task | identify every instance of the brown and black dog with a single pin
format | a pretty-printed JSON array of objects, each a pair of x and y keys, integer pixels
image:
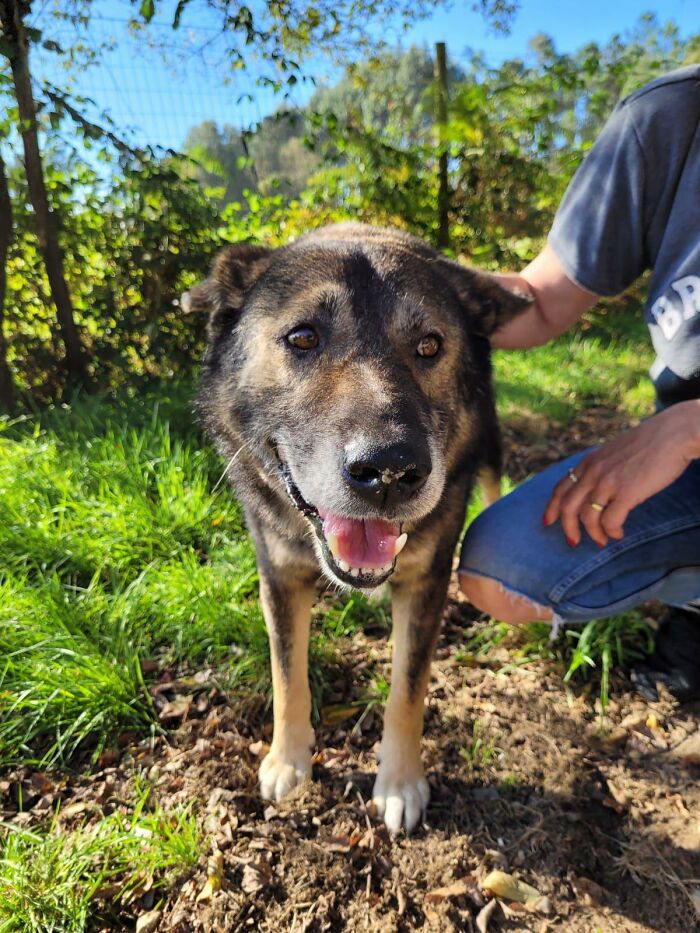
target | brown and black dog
[{"x": 347, "y": 382}]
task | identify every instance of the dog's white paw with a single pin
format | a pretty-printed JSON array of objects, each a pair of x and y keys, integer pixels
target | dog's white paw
[
  {"x": 278, "y": 773},
  {"x": 401, "y": 799}
]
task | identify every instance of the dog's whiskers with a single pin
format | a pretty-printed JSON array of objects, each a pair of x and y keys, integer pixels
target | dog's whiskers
[{"x": 230, "y": 463}]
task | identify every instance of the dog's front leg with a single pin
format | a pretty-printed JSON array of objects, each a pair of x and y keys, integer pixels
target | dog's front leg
[
  {"x": 286, "y": 603},
  {"x": 401, "y": 791}
]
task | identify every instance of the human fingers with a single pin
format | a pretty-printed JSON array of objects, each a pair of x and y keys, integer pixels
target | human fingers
[
  {"x": 593, "y": 509},
  {"x": 565, "y": 485}
]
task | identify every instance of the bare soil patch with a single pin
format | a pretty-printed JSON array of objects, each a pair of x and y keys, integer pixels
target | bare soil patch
[{"x": 604, "y": 822}]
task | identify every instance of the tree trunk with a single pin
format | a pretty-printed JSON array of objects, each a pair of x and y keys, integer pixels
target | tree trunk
[
  {"x": 7, "y": 389},
  {"x": 12, "y": 14}
]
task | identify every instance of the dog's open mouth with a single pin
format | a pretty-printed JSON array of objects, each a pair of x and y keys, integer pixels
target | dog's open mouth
[{"x": 360, "y": 551}]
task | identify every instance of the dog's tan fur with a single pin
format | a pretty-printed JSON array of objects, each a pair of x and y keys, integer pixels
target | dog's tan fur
[{"x": 374, "y": 292}]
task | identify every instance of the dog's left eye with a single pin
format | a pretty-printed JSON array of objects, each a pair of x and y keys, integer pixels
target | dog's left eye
[
  {"x": 428, "y": 345},
  {"x": 303, "y": 338}
]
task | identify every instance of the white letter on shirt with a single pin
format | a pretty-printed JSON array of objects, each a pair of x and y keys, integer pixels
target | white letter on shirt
[
  {"x": 689, "y": 290},
  {"x": 667, "y": 316}
]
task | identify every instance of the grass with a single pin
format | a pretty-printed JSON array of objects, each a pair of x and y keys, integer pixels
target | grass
[
  {"x": 117, "y": 545},
  {"x": 53, "y": 881}
]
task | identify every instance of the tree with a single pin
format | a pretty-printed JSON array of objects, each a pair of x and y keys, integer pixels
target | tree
[
  {"x": 16, "y": 47},
  {"x": 7, "y": 395}
]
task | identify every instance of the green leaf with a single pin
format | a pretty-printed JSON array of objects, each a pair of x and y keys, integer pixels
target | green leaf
[
  {"x": 147, "y": 10},
  {"x": 179, "y": 10}
]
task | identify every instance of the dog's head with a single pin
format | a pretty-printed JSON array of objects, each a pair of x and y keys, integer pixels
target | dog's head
[{"x": 350, "y": 365}]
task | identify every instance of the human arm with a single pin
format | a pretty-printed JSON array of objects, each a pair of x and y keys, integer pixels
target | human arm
[
  {"x": 625, "y": 472},
  {"x": 557, "y": 303}
]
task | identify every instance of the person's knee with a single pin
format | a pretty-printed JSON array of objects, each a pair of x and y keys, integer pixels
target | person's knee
[{"x": 492, "y": 597}]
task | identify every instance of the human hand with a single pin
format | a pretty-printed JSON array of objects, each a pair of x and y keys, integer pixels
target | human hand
[{"x": 604, "y": 487}]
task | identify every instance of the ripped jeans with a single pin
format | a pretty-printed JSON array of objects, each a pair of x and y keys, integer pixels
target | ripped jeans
[{"x": 658, "y": 558}]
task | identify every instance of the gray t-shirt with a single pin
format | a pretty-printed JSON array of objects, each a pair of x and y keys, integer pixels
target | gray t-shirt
[{"x": 634, "y": 204}]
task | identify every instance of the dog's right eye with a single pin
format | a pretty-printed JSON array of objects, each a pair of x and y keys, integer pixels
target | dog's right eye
[{"x": 302, "y": 338}]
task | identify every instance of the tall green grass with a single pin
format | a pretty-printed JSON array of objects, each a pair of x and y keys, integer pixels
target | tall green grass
[
  {"x": 117, "y": 545},
  {"x": 51, "y": 881}
]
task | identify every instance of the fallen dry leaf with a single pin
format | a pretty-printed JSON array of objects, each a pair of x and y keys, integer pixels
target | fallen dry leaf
[
  {"x": 459, "y": 888},
  {"x": 148, "y": 922},
  {"x": 484, "y": 916},
  {"x": 255, "y": 876},
  {"x": 501, "y": 884},
  {"x": 178, "y": 709},
  {"x": 215, "y": 875}
]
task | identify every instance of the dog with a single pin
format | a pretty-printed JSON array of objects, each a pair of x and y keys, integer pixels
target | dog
[{"x": 347, "y": 384}]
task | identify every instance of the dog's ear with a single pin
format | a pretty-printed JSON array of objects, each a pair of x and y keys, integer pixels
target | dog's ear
[
  {"x": 487, "y": 304},
  {"x": 235, "y": 271}
]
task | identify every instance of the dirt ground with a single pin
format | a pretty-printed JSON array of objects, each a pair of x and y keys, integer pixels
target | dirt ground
[{"x": 604, "y": 824}]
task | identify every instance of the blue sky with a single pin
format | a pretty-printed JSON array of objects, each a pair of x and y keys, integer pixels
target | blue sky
[{"x": 160, "y": 102}]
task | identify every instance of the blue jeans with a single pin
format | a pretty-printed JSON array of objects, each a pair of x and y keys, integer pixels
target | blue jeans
[{"x": 658, "y": 558}]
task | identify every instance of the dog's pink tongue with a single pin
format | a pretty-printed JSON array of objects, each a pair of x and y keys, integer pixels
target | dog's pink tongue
[{"x": 367, "y": 542}]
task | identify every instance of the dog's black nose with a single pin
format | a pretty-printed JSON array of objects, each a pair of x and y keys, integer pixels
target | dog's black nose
[{"x": 387, "y": 475}]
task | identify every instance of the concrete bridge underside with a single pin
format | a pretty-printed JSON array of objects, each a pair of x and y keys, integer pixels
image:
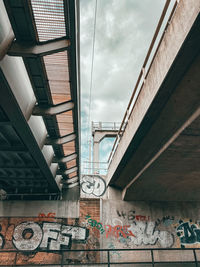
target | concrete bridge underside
[{"x": 158, "y": 155}]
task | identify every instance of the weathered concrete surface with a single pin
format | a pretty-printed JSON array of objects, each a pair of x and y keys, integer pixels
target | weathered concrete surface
[
  {"x": 168, "y": 102},
  {"x": 60, "y": 209},
  {"x": 174, "y": 175}
]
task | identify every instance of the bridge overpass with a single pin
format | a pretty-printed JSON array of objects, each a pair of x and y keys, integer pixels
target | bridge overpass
[
  {"x": 39, "y": 103},
  {"x": 157, "y": 157}
]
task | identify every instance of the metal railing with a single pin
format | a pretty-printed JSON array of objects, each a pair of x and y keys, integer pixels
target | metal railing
[
  {"x": 105, "y": 257},
  {"x": 144, "y": 73},
  {"x": 105, "y": 126}
]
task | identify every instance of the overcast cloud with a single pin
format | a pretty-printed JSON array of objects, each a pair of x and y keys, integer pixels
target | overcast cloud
[{"x": 124, "y": 30}]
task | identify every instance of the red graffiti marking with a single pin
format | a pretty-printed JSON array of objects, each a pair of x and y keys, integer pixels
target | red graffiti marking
[
  {"x": 141, "y": 218},
  {"x": 118, "y": 231},
  {"x": 49, "y": 215}
]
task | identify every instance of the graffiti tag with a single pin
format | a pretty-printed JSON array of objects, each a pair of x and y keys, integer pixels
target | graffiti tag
[
  {"x": 146, "y": 233},
  {"x": 188, "y": 233},
  {"x": 93, "y": 185},
  {"x": 29, "y": 236},
  {"x": 118, "y": 231},
  {"x": 132, "y": 216},
  {"x": 48, "y": 215},
  {"x": 94, "y": 223}
]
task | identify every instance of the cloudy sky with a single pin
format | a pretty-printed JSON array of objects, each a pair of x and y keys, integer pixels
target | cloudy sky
[{"x": 124, "y": 29}]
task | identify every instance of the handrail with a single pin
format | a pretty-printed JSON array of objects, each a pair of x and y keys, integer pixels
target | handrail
[{"x": 143, "y": 74}]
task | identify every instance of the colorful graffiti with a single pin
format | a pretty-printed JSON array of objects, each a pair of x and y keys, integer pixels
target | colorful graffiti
[
  {"x": 147, "y": 234},
  {"x": 93, "y": 185},
  {"x": 94, "y": 223},
  {"x": 118, "y": 231},
  {"x": 188, "y": 233},
  {"x": 48, "y": 215},
  {"x": 131, "y": 216},
  {"x": 29, "y": 236}
]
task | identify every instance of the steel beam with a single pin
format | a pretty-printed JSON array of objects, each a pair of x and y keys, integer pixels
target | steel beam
[
  {"x": 53, "y": 110},
  {"x": 15, "y": 115},
  {"x": 64, "y": 159},
  {"x": 60, "y": 141},
  {"x": 15, "y": 149},
  {"x": 26, "y": 50},
  {"x": 66, "y": 172},
  {"x": 71, "y": 185},
  {"x": 6, "y": 43}
]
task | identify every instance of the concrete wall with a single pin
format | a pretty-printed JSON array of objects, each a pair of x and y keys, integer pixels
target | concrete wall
[{"x": 45, "y": 235}]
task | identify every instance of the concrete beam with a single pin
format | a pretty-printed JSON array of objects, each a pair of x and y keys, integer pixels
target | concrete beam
[
  {"x": 60, "y": 141},
  {"x": 142, "y": 139},
  {"x": 53, "y": 110},
  {"x": 64, "y": 159},
  {"x": 27, "y": 50}
]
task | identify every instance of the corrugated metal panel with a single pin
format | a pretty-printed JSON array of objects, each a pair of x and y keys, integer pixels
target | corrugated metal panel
[{"x": 49, "y": 18}]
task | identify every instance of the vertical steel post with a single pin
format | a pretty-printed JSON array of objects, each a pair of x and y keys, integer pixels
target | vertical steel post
[
  {"x": 195, "y": 258},
  {"x": 108, "y": 255},
  {"x": 152, "y": 258}
]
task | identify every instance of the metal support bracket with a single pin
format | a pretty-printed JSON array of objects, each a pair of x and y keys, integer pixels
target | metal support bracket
[
  {"x": 53, "y": 110},
  {"x": 60, "y": 141},
  {"x": 66, "y": 172},
  {"x": 27, "y": 50},
  {"x": 64, "y": 159},
  {"x": 70, "y": 181}
]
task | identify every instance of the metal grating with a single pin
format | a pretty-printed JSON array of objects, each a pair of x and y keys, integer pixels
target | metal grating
[
  {"x": 49, "y": 18},
  {"x": 58, "y": 76}
]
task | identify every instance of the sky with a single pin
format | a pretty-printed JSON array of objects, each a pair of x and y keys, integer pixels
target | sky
[{"x": 124, "y": 30}]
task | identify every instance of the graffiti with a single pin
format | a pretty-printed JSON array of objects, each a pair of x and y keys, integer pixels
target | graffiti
[
  {"x": 146, "y": 233},
  {"x": 2, "y": 241},
  {"x": 131, "y": 216},
  {"x": 48, "y": 215},
  {"x": 118, "y": 231},
  {"x": 166, "y": 220},
  {"x": 30, "y": 236},
  {"x": 94, "y": 223},
  {"x": 93, "y": 185},
  {"x": 113, "y": 221},
  {"x": 111, "y": 246},
  {"x": 188, "y": 233}
]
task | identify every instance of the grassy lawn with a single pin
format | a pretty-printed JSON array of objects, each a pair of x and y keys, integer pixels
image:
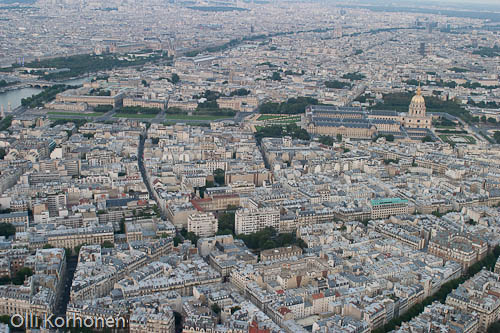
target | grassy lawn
[
  {"x": 448, "y": 138},
  {"x": 194, "y": 117},
  {"x": 133, "y": 115},
  {"x": 283, "y": 122},
  {"x": 90, "y": 114}
]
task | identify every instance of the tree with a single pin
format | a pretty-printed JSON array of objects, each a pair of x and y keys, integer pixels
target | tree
[
  {"x": 21, "y": 275},
  {"x": 219, "y": 176},
  {"x": 7, "y": 229},
  {"x": 175, "y": 78}
]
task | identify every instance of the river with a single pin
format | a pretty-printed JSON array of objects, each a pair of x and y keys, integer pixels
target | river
[{"x": 15, "y": 96}]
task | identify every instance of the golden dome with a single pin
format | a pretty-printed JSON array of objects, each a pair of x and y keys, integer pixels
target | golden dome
[{"x": 418, "y": 98}]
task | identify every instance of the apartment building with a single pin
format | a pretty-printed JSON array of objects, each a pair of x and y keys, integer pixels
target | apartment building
[
  {"x": 248, "y": 221},
  {"x": 383, "y": 208},
  {"x": 202, "y": 224}
]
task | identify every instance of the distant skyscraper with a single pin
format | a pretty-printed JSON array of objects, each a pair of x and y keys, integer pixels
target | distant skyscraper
[
  {"x": 422, "y": 49},
  {"x": 338, "y": 31}
]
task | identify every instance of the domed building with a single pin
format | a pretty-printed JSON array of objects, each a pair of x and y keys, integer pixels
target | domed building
[{"x": 416, "y": 117}]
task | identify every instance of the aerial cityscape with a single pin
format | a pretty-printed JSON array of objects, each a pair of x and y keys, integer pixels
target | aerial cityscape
[{"x": 256, "y": 166}]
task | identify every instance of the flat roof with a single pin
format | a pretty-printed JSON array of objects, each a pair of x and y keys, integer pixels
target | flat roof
[{"x": 387, "y": 201}]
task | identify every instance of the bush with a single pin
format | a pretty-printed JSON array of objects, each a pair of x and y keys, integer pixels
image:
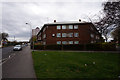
==========
• Brief
Locate every line in the data above that contains the word "colorful" and copy each of those lines.

• Solved problem
task | identify every instance of the colorful graffiti with a single pin
target | colorful graffiti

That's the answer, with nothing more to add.